ARTICLE:
# Spidey 3



## RAXL (Jul 9, 2004)

Oh, looks, it's the Sandman. 

The f'ing Sandman?! Please. 
Spidey sucks him up into a friggin vacuum cleaner the first time they fight.  And this clown makes it into a movie?
Dear god. This is just another reason I have no use for this film franchise.


----------



## Dr Morbius (Sep 21, 2004)

Maybe they'll make him more of a challenge for Spidey in the movie..who knows. Sandman could be a great villian if written right!


----------



## Sinister (Apr 18, 2004)

Don't forget Hobgoblin a'la harry Osbourne will probably be a factor too. I have also heard that Venom will be in this, with Topher Grace maybe playing Eddie Brock? Personally, I would have rather seen Electro, Jackal or Morbius than I would Sandman, whom I feel next to maybe the Vulture is the most uninteresting of Spidey's villains. There are also rumours of Felicia Hardy, but this **** is still a year and a half away so who knows what will go down between now and then?


----------



## claymud (Aug 21, 2005)

I would love to see Venom in a movie... as for the sandman, as long as they make him a smarter villan that would be better... as for Osbourn who knows he could try and kill peter or just embrace what his fauther was.


----------



## RAXL (Jul 9, 2004)

You _might_ be this close to seeing Electro....:ninja:


----------



## Sinister (Apr 18, 2004)

Really? Is there something you know that you're not telling me, ol' buddy? :ninja:


----------



## RAXL (Jul 9, 2004)

Well, I guess there are some quotes floating around from that broad who plays MJ, talking about "Sandman and Electro".
At the same time, there are CONFIRMED costume tests of the infamous "black costume", which is spelt V-E-N-O-M.
But, c'mon, we know that the kid from "That 70's Show" has been cast. Who does he look more like, Eddie Brock (Venom) or Max Dillon (Electro).

Going one step farther, some people have counted up three different villians, and come up with a new number:
One. 
One villian. Named....The Chameleon.

Going even deeper, there is still the Lizard issue to be dealt with. I'm pretty sure they put Doctor Curt Conners into the second film ( I never saw it), and why have him in it, if he doesn't become the Lizard at some point.

Going STILL deeper, yeah, there is still the Harry Osborne problem. 
I'm not sure where all this Hobgoblin talk came from. Harry was NEVER the Hobgoblin. Rodderick Kingsley,Lefty Donovan, Ned Leeds and Jason Macendale were Hobgoblins. Macendale was also Jack O' Lantern, and later became the "possessed by a demon" version of Hobgoblin during Inferno. Flash Thompson was arressted by the cops because they thought he was Hobgoblin at one point. But I don't know if Flash is in the films.
Harry became the Green Goblin, after Norman "died". Will Harry pick up that absurd Green Goblin helmet in the third film? Will Willem Dafoe return as Norman for the whole film, not just "crazy halucinations"?

And what about John Jameson? Does he ever get to be The Man Wolf? All they needed to do was send him to space already, and he could've picked up both the symbiote (black costume) and the moon rock that turns him into a wolf man.

Hell, I went off on a tirade here. And nobody knows what I'm talking about.


----------



## Sinister (Apr 18, 2004)

BRIEF 1:
In the forum thread, who does RAXL list as having been the Hobgoblin?

DATASET CONTENT:
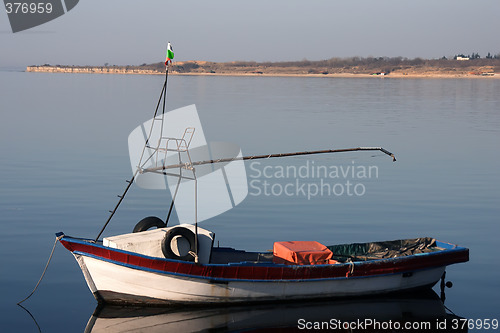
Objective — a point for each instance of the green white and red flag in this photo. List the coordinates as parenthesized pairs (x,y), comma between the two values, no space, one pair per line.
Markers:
(170,54)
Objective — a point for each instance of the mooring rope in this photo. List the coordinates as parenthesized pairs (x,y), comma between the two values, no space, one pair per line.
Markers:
(45,269)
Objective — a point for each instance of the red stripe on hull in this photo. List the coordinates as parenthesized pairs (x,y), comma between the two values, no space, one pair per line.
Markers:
(264,272)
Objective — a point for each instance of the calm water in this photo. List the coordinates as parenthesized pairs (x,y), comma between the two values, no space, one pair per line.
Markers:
(64,157)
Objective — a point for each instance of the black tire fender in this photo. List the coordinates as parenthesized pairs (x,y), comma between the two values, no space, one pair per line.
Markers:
(178,231)
(148,223)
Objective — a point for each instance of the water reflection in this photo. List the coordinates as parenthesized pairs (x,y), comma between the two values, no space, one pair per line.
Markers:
(390,313)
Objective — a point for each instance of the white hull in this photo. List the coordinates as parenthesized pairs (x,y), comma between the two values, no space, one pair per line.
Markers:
(116,283)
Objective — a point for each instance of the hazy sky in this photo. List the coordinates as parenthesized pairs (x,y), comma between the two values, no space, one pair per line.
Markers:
(133,32)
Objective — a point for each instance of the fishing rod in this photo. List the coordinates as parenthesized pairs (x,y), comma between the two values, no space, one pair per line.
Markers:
(190,165)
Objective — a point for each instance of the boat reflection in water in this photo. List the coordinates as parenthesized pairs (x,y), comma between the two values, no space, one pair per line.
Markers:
(409,312)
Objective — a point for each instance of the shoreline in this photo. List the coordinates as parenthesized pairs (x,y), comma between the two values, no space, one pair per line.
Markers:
(414,74)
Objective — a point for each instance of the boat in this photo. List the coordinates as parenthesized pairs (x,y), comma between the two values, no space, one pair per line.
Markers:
(372,313)
(159,264)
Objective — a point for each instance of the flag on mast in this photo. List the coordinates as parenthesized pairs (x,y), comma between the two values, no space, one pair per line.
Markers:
(170,54)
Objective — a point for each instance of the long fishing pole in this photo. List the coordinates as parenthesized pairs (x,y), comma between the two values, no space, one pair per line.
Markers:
(256,157)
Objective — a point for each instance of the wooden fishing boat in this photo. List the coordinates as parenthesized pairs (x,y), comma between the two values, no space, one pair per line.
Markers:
(401,310)
(180,264)
(225,275)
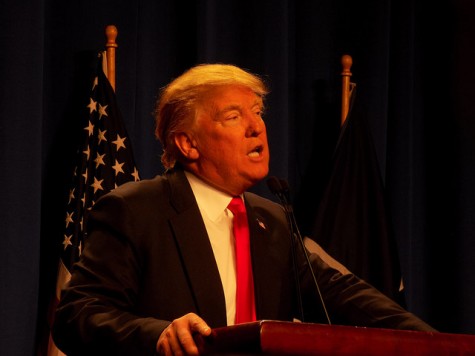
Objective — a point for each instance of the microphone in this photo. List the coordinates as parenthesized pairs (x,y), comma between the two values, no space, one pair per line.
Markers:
(280,188)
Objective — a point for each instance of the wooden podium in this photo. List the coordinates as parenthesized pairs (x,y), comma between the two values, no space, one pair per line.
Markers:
(287,338)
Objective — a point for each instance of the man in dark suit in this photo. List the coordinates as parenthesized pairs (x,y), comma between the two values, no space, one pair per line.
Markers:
(159,263)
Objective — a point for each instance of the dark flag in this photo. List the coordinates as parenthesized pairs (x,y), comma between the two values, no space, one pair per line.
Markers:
(352,222)
(104,161)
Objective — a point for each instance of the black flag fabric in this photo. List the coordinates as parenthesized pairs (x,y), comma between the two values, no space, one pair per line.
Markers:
(104,161)
(352,222)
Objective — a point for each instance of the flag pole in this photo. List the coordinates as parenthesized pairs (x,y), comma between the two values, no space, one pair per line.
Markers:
(111,45)
(346,62)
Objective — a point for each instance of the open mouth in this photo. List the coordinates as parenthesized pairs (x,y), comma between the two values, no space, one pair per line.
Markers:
(256,152)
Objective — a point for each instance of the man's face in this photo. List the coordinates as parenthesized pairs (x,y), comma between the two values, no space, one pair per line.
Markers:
(230,136)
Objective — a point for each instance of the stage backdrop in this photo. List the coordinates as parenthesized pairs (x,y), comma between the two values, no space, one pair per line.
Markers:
(413,69)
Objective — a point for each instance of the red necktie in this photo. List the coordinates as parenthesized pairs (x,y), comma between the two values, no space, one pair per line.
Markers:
(245,305)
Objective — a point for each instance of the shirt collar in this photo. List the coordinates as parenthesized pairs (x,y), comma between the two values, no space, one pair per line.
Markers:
(211,201)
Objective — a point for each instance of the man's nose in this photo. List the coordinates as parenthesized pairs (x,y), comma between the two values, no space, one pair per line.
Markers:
(255,126)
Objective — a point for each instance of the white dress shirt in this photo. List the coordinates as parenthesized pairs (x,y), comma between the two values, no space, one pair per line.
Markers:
(218,221)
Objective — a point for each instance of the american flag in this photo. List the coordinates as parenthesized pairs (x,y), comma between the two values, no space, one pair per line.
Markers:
(104,161)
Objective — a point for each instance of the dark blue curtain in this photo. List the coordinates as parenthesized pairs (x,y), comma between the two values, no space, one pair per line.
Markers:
(412,66)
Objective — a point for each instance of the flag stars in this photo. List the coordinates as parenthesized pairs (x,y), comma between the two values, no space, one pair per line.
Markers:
(95,83)
(118,167)
(71,194)
(69,218)
(90,128)
(85,175)
(67,241)
(87,152)
(101,136)
(92,105)
(119,142)
(99,159)
(102,111)
(97,185)
(135,174)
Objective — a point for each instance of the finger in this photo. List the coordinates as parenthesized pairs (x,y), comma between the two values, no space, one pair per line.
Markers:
(199,325)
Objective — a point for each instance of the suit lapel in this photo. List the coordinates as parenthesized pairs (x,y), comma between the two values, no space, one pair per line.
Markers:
(197,254)
(267,280)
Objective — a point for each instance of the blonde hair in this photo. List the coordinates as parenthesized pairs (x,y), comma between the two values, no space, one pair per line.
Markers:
(177,103)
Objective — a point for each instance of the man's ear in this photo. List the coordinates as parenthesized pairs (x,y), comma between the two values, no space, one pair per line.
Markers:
(187,145)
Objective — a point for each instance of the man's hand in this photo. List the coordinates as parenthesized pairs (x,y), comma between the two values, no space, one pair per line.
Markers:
(177,338)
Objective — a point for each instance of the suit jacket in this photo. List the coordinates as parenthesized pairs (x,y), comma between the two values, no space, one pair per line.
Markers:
(148,260)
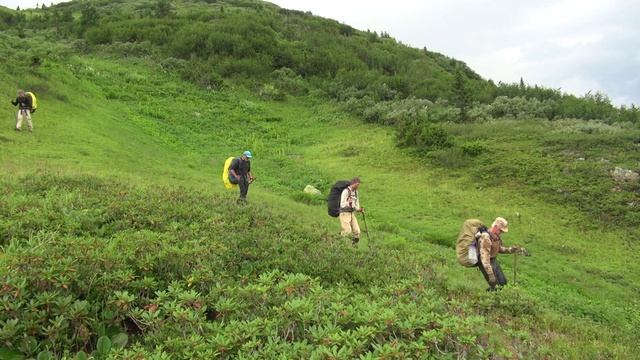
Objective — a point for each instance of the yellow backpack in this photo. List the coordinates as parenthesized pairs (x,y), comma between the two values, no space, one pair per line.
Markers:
(34,101)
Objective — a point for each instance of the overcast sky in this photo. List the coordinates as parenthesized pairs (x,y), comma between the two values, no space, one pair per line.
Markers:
(574,45)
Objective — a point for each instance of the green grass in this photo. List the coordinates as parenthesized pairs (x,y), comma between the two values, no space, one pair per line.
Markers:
(127,158)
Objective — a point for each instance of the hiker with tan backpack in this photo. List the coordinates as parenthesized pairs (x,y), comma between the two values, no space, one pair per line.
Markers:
(26,102)
(479,246)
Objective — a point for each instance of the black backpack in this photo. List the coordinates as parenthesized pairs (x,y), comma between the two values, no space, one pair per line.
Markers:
(333,201)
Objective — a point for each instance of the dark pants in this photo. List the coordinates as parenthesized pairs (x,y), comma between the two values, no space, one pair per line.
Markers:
(243,183)
(497,271)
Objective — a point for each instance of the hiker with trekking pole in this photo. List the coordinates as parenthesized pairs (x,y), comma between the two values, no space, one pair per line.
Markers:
(25,103)
(479,246)
(344,202)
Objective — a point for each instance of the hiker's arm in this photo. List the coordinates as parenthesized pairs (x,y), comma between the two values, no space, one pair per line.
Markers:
(511,250)
(485,257)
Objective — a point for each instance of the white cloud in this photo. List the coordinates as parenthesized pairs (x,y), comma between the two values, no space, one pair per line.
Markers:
(580,45)
(578,40)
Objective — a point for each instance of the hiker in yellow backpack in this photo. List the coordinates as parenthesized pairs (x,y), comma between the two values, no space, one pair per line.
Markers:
(24,102)
(490,245)
(240,173)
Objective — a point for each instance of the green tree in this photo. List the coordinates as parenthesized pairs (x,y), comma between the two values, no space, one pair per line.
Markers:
(461,95)
(89,16)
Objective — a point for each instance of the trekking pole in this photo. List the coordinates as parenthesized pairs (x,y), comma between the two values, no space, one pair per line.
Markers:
(366,228)
(515,264)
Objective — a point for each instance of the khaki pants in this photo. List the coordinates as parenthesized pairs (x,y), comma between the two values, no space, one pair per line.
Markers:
(349,224)
(24,115)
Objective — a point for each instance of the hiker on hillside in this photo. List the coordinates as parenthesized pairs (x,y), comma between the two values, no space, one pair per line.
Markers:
(490,245)
(240,173)
(349,204)
(25,104)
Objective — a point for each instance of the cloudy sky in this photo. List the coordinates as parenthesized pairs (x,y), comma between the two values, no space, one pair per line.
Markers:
(574,45)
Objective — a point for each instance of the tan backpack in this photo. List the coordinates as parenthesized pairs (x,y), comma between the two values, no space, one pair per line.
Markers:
(466,247)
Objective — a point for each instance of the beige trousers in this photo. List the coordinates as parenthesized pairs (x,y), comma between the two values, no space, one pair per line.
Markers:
(349,224)
(24,115)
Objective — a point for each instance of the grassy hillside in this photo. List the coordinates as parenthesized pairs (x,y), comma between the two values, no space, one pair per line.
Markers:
(114,222)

BRIEF 2:
Quote the rows from the line containing "Objective — a point for each instance of the trekking" through the end of the rows.

EXPECTED ANSWER 1:
Rodderick Kingsley, Lefty Donovan, Ned Leeds and Jason Macendale.

EXPECTED ANSWER 2:
Objective — a point for each instance of the trekking pole in this photo. List the coordinates as parenthesized pairs (x,y), comma between the two values, no space, one pair per line.
Markers:
(366,228)
(515,264)
Objective — a point for each instance of the khaki pants in this photo. List the coordinates as parenthesized pairs (x,y), comma between the two values, no space, one pair per line.
Markers:
(349,224)
(24,115)
Objective — a point for each instance of the hiker on hillside in this photo. List the coordinates as parenthesized pairs (x,y), comma between the two values, no space, one pair per line.
Markers:
(490,245)
(240,173)
(349,204)
(25,104)
Objective — a point for each instance of the cloudy sky in this photo. List the coordinates as parenthesized pairs (x,y), comma between the two values, no space, one pair per line.
Markers:
(574,45)
Objective — a point for each instance of the tan backpack in this photo. List the coordinates as parenthesized pairs (x,y), comma between the two values, no space, one pair per line.
Markers:
(466,247)
Objective — a point for each instance of the beige trousers in this photo. List the coordinates as parenthesized pairs (x,y), comma between the two values, no space, one pair per line.
Markers:
(349,224)
(24,115)
Objective — a point for each instance of the grassy hillside in this photo. List the coordinates as parenthesized pairs (x,y), comma between the two values, no space, one pair per line.
Markers:
(114,222)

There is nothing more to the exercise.